[Stored dataset items]
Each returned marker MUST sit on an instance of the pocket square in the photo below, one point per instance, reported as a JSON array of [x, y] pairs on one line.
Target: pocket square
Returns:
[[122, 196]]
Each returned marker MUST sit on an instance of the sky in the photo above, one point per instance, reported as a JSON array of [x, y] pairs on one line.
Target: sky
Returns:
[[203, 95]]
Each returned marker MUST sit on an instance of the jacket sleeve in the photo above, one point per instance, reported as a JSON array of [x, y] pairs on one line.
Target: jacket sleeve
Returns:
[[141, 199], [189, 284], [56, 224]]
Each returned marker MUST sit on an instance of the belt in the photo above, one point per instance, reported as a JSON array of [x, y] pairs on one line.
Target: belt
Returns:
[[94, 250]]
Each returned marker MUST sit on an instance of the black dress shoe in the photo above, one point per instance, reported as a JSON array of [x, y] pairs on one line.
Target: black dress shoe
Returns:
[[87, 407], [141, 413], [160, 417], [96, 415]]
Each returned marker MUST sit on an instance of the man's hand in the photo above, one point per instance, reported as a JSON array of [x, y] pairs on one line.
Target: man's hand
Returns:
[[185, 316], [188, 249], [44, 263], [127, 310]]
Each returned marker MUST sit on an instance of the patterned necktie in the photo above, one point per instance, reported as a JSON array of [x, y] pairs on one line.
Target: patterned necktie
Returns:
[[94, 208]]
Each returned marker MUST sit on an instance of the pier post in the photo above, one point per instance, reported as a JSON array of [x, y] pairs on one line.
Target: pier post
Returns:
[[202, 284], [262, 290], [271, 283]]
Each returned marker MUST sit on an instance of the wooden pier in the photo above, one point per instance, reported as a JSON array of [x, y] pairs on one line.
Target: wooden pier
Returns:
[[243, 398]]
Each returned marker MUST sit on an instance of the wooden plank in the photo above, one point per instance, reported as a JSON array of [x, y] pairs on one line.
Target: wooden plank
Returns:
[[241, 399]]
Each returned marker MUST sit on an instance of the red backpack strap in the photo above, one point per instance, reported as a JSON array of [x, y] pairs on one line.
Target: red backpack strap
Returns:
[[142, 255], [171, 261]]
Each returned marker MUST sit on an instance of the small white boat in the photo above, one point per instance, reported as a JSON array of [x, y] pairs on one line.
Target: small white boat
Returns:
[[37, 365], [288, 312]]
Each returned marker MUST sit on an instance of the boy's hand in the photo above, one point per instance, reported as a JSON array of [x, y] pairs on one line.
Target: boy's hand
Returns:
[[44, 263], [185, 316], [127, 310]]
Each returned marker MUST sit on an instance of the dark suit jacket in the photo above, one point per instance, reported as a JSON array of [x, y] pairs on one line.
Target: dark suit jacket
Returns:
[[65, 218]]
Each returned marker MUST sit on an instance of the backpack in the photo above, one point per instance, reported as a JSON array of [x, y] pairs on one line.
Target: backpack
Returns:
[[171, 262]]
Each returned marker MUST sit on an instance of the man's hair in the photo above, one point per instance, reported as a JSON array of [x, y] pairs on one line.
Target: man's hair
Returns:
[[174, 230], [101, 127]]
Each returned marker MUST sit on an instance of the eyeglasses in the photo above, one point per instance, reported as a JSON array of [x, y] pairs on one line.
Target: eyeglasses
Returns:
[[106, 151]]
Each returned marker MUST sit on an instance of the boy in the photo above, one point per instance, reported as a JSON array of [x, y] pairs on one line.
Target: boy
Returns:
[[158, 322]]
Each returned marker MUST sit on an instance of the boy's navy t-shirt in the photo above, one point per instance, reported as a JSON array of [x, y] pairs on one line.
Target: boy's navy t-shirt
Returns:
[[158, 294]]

[Requirement]
Could you reproduce every one of the records above word for word?

[Expected answer]
Each returned marker MUST sit on an instance of the pocket square in the photo below, one point per instance, reported as a JSON array of [x, y] pairs on one line.
Target: pocket square
Returns:
[[122, 196]]
Each returned marker MUST sit on an instance of the sky in the photo above, one point per instance, reported as a JSON array of [x, y] pairs on one line.
Target: sky
Returns:
[[203, 95]]
Each returned marker MUST sit on an instance of the jacket sleeve in the photo above, one point per instance, reported as a JSON array of [x, y] pairs on one line.
Target: jacket sleeve
Returns:
[[141, 199], [189, 284], [56, 224]]
Each returned marker MUST sit on an instance of the belt in the photo above, one point per instance, reported as a JSON array of [x, y] pairs on one line.
Target: belt
Returns:
[[94, 250]]
Each returned marker MUST sit on an instance of the black dress shoe in the photo above, one point per instance, reported as a JSON array of [x, y] pairs on one line.
Target: black dress shoe
Returns:
[[87, 407], [141, 413], [160, 417], [96, 415]]
Each returned marker MUST sit on an instance of the man's hand in the photo above, one point per instance, reported as a JSON array of [x, y] pairs on one line.
Target: man's hand
Returns:
[[185, 316], [188, 249], [44, 263], [127, 310]]
Each returned marker MUST sit on an instance of the patterned necktie in the photo above, one point per instance, reported as a JSON array of [x, y] pairs on one line.
Target: patterned necktie
Returns:
[[94, 208]]
Each returned marker MUST sit on an instance of the pier post in the photo above, one point per instance, reported as a JSON array of [x, y] pairs on one line.
Target: pier post
Returns:
[[202, 284], [262, 290], [271, 283]]
Each returned marker MUST sit on an instance of the wooden pier in the photo above, one point per instance, reported as a JSON array of [x, y] pairs on one line.
Target: wooden pier
Returns:
[[243, 398]]
Each returned marker MUST sit on an instance of the wooden plank in the photo above, one point per instance, reported as a JSON array of [x, y] pairs on one line.
Target: wooden plank
Returns:
[[241, 399]]
Each returned marker MUST sit on an instance of the red backpack strap in the photo above, one point per instance, reported as a JSON array of [x, y] pairs on one line.
Target: red backpack strap
Returns:
[[142, 255], [171, 261]]
Each returned marker MUST sit on an instance of the small white boat in the photo above, one point per instance, reported as a JSON array of [x, y] pairs on one line.
Target: small white boat
Returns:
[[37, 365], [288, 312]]
Each returned marker MUST sit on an instance of the boy's hand in the photo above, one point per instance, reported as a JSON array of [x, y] pairs on one line.
Target: boy's hand
Returns:
[[44, 263], [185, 316], [127, 310]]
Each returned marker MUST sit on an instance of the dark suit jacket in the photo above, one point per instance, reported as a JSON array of [x, y] pairs on one line.
Target: dark suit jacket
Returns:
[[65, 218]]
Each returned marker MUST sit on an instance of the backpack in the photo above, one point per instance, reported as a JSON array of [x, y] pairs on one line.
Target: backpack
Returns:
[[171, 262]]
Each returned marker MUST sit on an instance of the man's hair in the photo above, one point per instance, reported as a JSON array of [x, y] pairs on one line.
Target: man's hair
Returns:
[[174, 230], [101, 127]]
Each returned marker MUST sit on an instance of the eyeglasses in the photo above, one point per instance, reported as a JSON array of [x, y] pairs on one line.
Target: eyeglasses
Returns:
[[106, 151]]
Each returned marker MUST sit on an instance of the boy in the photo above, one point per instance, reported as a JSON array of [x, y] pairs on one line.
Target: boy
Returns:
[[158, 322]]
Each returned marker MUST sit on an instance of the boy's navy t-shirt in the photo above, one point per instance, reported as a JSON array of [x, y] pairs on one line.
Target: boy's navy t-shirt
Returns:
[[158, 294]]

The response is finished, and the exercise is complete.